Your instructions: Can you turn everything in the material below, from the line containing "Where can the polished" down to the line containing "<point>564,366</point>", both lines included, into a JSON list of strings, one string per line, with blank lines left out?

Data shown:
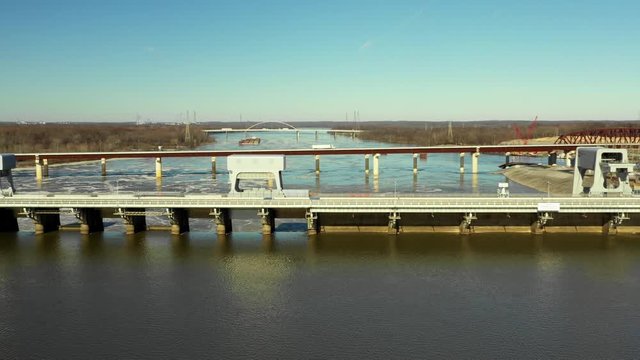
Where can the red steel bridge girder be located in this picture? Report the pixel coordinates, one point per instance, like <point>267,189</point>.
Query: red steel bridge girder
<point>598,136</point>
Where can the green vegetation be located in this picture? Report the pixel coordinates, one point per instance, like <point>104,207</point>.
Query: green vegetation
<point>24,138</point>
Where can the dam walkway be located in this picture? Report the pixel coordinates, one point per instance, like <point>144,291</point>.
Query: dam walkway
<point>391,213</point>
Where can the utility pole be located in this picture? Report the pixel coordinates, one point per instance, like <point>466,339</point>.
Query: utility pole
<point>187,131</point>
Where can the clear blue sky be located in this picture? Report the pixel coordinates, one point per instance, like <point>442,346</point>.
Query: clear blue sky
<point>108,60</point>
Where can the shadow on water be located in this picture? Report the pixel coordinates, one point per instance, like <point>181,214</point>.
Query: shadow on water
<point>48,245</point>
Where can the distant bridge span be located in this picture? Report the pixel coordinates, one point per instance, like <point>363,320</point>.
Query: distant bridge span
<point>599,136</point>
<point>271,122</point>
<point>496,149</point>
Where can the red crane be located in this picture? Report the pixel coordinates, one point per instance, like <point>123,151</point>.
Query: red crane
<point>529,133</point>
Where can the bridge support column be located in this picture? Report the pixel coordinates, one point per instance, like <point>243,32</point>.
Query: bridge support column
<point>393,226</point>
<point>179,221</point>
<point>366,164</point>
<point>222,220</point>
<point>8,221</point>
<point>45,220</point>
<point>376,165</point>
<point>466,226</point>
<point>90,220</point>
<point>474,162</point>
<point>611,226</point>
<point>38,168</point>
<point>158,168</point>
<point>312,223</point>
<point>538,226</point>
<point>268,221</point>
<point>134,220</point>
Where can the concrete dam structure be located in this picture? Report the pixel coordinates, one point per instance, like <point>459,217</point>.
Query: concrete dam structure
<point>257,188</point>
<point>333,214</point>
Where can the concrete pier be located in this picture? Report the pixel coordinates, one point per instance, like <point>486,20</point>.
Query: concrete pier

* * *

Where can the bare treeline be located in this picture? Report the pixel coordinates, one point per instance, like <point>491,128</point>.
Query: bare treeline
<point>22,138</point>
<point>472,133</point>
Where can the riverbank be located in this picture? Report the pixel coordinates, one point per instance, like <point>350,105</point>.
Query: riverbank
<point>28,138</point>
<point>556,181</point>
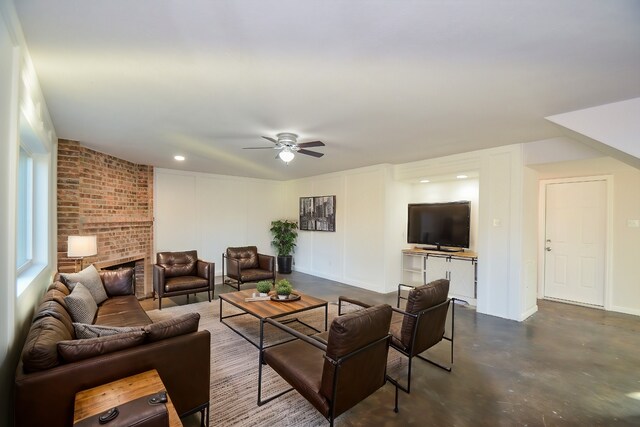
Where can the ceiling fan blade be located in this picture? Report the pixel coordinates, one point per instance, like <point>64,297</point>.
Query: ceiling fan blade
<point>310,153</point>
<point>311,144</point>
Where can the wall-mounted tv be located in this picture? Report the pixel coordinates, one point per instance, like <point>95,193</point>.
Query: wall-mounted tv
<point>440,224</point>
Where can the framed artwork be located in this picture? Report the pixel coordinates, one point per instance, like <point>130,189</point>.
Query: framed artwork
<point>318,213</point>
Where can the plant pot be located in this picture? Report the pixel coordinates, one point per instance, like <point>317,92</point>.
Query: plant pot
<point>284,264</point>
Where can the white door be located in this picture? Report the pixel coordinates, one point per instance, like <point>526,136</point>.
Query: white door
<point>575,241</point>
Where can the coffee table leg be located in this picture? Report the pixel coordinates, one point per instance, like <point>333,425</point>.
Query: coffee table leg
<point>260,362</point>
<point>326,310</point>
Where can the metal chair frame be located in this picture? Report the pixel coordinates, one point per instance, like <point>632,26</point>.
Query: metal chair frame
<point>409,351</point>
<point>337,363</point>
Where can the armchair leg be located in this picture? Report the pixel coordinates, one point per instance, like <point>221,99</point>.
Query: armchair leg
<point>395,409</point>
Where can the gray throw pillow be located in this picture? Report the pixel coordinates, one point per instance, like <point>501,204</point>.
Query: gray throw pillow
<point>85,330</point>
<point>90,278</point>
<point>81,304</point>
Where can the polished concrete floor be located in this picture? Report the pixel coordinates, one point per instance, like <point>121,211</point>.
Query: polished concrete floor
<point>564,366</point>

Result:
[
  "Where can the polished concrete floor be located in this picture? Report the pixel coordinates, one point per instance, like <point>121,211</point>.",
  "Query: polished concrete floor",
  "<point>564,366</point>"
]